— Start The records —

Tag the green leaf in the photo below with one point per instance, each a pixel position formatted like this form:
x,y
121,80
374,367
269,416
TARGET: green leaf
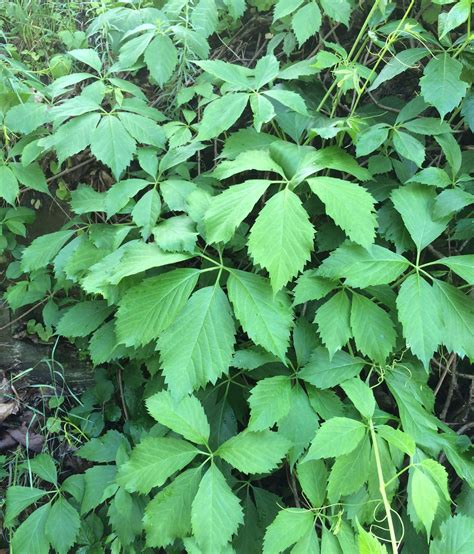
x,y
349,472
161,59
216,513
281,239
289,526
457,314
185,417
397,438
332,319
43,249
456,535
462,266
265,317
228,209
112,145
361,395
83,318
18,498
31,537
254,452
441,85
424,497
168,515
269,402
197,348
363,267
153,461
336,437
150,307
306,22
62,526
325,372
221,114
146,212
9,188
349,205
371,138
372,328
419,314
415,204
409,147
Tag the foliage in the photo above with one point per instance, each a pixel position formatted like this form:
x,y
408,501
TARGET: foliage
x,y
272,261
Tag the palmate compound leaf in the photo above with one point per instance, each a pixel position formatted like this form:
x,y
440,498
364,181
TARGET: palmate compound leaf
x,y
254,452
168,515
363,267
150,307
419,313
333,320
289,526
197,348
216,513
349,205
152,461
265,317
185,417
281,239
228,209
270,401
415,204
336,437
373,330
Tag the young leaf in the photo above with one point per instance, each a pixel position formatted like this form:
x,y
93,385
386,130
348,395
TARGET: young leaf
x,y
336,437
150,307
269,402
281,239
197,348
168,515
228,209
441,85
62,526
154,460
289,526
332,319
349,205
372,328
216,513
419,314
254,452
185,417
265,317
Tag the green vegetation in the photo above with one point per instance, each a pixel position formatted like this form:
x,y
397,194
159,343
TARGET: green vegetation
x,y
264,249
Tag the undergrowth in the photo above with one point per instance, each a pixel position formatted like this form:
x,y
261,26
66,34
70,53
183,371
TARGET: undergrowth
x,y
254,219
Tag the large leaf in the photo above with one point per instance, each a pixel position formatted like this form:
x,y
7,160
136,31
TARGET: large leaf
x,y
150,307
254,452
216,512
228,209
154,460
197,348
441,85
415,204
419,313
185,417
112,145
168,515
349,205
265,317
281,240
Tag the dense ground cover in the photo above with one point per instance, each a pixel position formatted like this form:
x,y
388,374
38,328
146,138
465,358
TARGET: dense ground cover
x,y
254,219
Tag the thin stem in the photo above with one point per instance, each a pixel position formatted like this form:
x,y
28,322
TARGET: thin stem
x,y
383,492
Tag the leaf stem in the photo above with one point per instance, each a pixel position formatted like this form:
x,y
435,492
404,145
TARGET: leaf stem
x,y
386,503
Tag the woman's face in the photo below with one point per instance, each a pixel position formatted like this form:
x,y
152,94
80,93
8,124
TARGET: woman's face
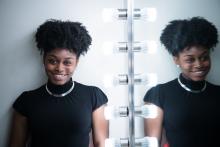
x,y
194,62
59,65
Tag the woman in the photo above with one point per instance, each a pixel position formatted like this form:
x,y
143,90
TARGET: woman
x,y
188,106
62,112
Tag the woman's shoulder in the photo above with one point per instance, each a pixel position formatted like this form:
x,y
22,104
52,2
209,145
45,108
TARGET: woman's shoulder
x,y
79,85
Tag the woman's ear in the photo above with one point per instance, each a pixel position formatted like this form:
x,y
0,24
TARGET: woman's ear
x,y
176,60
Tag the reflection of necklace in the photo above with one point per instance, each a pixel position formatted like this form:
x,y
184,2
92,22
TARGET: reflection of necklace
x,y
62,94
191,90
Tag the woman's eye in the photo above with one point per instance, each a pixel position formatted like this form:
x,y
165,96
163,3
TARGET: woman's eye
x,y
52,61
67,63
189,60
205,58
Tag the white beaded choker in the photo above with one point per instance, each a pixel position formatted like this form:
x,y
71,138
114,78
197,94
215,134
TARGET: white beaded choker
x,y
62,94
191,90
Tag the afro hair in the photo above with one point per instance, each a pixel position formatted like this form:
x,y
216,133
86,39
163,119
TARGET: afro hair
x,y
181,34
54,34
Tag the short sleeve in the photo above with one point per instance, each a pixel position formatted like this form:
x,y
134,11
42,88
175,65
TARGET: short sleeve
x,y
99,98
153,96
20,104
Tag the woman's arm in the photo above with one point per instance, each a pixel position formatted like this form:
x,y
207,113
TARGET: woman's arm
x,y
100,127
19,131
153,126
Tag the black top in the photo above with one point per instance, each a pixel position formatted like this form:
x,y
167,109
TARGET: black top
x,y
60,121
190,119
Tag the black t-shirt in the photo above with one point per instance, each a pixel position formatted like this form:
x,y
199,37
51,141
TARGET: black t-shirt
x,y
190,119
60,121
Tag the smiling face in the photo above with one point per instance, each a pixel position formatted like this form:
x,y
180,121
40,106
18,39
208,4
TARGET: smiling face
x,y
194,62
60,65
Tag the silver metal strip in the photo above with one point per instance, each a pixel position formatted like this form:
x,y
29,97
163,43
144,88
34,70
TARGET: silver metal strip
x,y
130,41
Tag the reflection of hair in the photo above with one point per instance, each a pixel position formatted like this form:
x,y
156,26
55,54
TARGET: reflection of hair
x,y
62,34
179,34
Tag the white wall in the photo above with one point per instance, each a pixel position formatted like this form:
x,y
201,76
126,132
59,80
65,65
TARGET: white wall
x,y
21,65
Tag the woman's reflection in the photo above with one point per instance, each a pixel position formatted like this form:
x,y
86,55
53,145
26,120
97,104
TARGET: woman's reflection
x,y
188,106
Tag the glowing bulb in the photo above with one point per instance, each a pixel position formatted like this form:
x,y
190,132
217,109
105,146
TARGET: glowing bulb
x,y
149,46
112,47
147,142
111,80
112,142
146,111
140,142
150,79
111,112
110,14
149,14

— End The records —

• **Task to complete**
Quote the data word for word from the line containing "Tag the white wall" through the last line of the data, with both of those lines included.

• **Solution to this problem**
Tag the white wall in the photo above with one point per instance, each a pixel position formatted like this form:
x,y
201,76
126,132
59,80
65,65
TARGET: white wall
x,y
21,65
Tag the woman's reflection in the photo above with one point per instance, each a pixel position formatted like this form:
x,y
86,55
53,145
26,120
97,104
TARGET: woman's reflection
x,y
188,106
Tag the glowing bulb in the photo above with one point per instance, each a pixel position formatted like this form:
x,y
190,132
217,109
105,146
TARGET: glowing bulb
x,y
149,46
112,47
147,142
111,80
112,142
146,111
140,142
150,79
111,112
110,14
149,14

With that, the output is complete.